TESTO |
───

Tra qualche settimana, quando usciremo dall’emergenza più critica (almeno questo è l’auspicio che ci facciamo con tutto l’ottimismo necessario in questi momenti) ci troveremo di fronte a uno scenario nuovo e, per certi versi, inedito.
Ci troveremo di fronte a molte aziende a corto di liquidità, il fermo forzato di queste settimane avrà pesato sui loro conti. E ci troveremo con da una parte una crisi di domanda determinata da chi ha perduto il lavoro, dai lavoratori precari o al nero che non hanno percepito reddito e dall’altra alle aziende che dovranno fare un bilancio del loro pacchetto ordini e della loro capacità di soddisfarli o sostituirli.
Autorevoli economisti, nonché Confindustria, hanno stimato che un blocco anche parziale di due settimane delle attività produttive corrisponde a circa 50 miliardi di euro e che nel primo semestre il calo del PIL si attesterà al 10% circa. Una situazione che vedrà in sofferenza molte aziende e di conseguenza molti lavoratori. Il traino rappresentato tradizionalmente dalle grandi aziende sull’indotto rischia di non essere immediato mettendo in difficoltà molte piccole aziende.
Di fronte a questa situazione la BCE e la UE hanno cambiato approccio rispetto alla crisi del 2008 e da una parte hanno messo sul tavolo una prima ingente tranche di risorse e dall’altra hanno sospeso il patto di stabilità e le norme vincolanti sugli aiuti di Stato. Italia, Francia e Germania hanno già risposto con un pacchetto di misure eccezionali, in Francia e in Germania si è evocata la nazionalizzazione di imprese per sostenere il sistema produttivo.
Il tema di una partecipazione statale è sul tavolo anche del nostro governo che, a quanto risulta, sta valutando il da farsi. A livello nazionale stiamo sperimentando gli interventi del Commissario Domenico Arcuri che sta da una parte lavorando a rendere celeri gli acquisti di materiale sanitario ma dall’altra anche attivando il potenziamento del nostro sistema industriale e/o la sua riconversione verso i beni maggiormente necessari in questo momento e irreperibili sul mercato internazionale.

───

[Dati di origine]
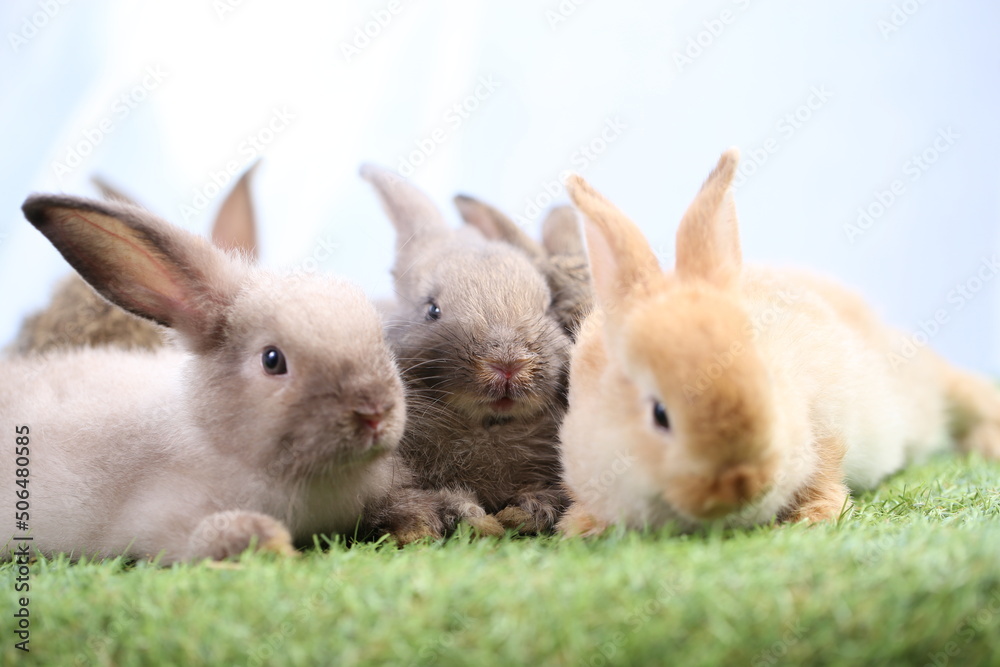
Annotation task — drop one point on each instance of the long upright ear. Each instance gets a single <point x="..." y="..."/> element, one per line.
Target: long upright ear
<point x="110" y="192"/>
<point x="411" y="211"/>
<point x="141" y="263"/>
<point x="562" y="233"/>
<point x="235" y="226"/>
<point x="708" y="239"/>
<point x="495" y="225"/>
<point x="621" y="260"/>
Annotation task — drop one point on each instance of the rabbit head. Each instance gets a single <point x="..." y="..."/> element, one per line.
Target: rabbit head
<point x="561" y="257"/>
<point x="291" y="372"/>
<point x="77" y="317"/>
<point x="711" y="450"/>
<point x="473" y="327"/>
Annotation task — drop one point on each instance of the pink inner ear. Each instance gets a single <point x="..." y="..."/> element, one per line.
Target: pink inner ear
<point x="141" y="272"/>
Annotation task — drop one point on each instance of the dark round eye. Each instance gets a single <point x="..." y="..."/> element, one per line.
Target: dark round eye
<point x="273" y="361"/>
<point x="660" y="415"/>
<point x="433" y="312"/>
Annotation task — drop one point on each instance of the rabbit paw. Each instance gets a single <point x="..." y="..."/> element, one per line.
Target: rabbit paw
<point x="533" y="511"/>
<point x="821" y="504"/>
<point x="461" y="506"/>
<point x="409" y="515"/>
<point x="578" y="522"/>
<point x="228" y="534"/>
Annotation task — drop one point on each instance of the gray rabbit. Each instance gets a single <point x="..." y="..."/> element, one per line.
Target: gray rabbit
<point x="485" y="361"/>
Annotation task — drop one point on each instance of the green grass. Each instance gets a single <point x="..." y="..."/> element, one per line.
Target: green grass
<point x="913" y="575"/>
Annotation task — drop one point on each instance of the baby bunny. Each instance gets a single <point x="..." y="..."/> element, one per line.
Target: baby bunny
<point x="78" y="317"/>
<point x="721" y="392"/>
<point x="484" y="361"/>
<point x="272" y="419"/>
<point x="561" y="257"/>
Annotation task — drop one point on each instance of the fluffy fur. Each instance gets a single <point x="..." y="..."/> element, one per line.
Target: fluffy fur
<point x="77" y="316"/>
<point x="779" y="388"/>
<point x="561" y="257"/>
<point x="484" y="360"/>
<point x="195" y="450"/>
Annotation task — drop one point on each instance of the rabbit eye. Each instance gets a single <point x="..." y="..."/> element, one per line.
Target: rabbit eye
<point x="660" y="415"/>
<point x="433" y="312"/>
<point x="273" y="361"/>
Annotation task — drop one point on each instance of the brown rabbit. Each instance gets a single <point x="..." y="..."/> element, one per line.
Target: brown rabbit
<point x="561" y="257"/>
<point x="721" y="392"/>
<point x="484" y="361"/>
<point x="77" y="316"/>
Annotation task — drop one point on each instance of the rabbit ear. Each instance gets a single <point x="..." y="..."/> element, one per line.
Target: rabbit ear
<point x="497" y="226"/>
<point x="111" y="193"/>
<point x="142" y="263"/>
<point x="235" y="226"/>
<point x="621" y="260"/>
<point x="562" y="233"/>
<point x="708" y="239"/>
<point x="411" y="211"/>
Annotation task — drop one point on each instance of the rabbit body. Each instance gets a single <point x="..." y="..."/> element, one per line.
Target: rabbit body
<point x="484" y="360"/>
<point x="269" y="420"/>
<point x="718" y="392"/>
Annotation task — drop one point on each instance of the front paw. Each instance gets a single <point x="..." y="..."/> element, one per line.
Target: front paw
<point x="228" y="534"/>
<point x="463" y="507"/>
<point x="533" y="512"/>
<point x="578" y="522"/>
<point x="409" y="515"/>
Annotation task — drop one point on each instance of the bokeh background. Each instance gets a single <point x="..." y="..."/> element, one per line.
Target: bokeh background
<point x="884" y="109"/>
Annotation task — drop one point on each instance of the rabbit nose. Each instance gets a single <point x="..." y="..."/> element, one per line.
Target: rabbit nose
<point x="732" y="489"/>
<point x="508" y="369"/>
<point x="370" y="418"/>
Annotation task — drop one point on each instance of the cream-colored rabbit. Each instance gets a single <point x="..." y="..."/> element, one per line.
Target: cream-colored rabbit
<point x="276" y="415"/>
<point x="721" y="392"/>
<point x="77" y="316"/>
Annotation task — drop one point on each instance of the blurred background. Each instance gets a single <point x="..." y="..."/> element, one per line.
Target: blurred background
<point x="868" y="129"/>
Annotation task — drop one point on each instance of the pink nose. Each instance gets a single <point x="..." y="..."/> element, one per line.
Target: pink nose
<point x="507" y="369"/>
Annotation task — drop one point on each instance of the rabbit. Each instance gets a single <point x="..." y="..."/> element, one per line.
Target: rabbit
<point x="560" y="257"/>
<point x="270" y="419"/>
<point x="719" y="392"/>
<point x="484" y="361"/>
<point x="77" y="316"/>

───

CONSEGNA 1 |
Elenca i paesi nominati nel testo.
CONSEGNA 2 |
Per favore, indica a quanto corrisponde, secondo il testo, un blocco anche parziale di due settimane delle attività produttive.
I dati non servono a nulla in questo esercizio.

SOLUZIONE 1 |
Italia, Francia, Germania

SOLUZIONE 2 |
A circa 50 miliardi di euro.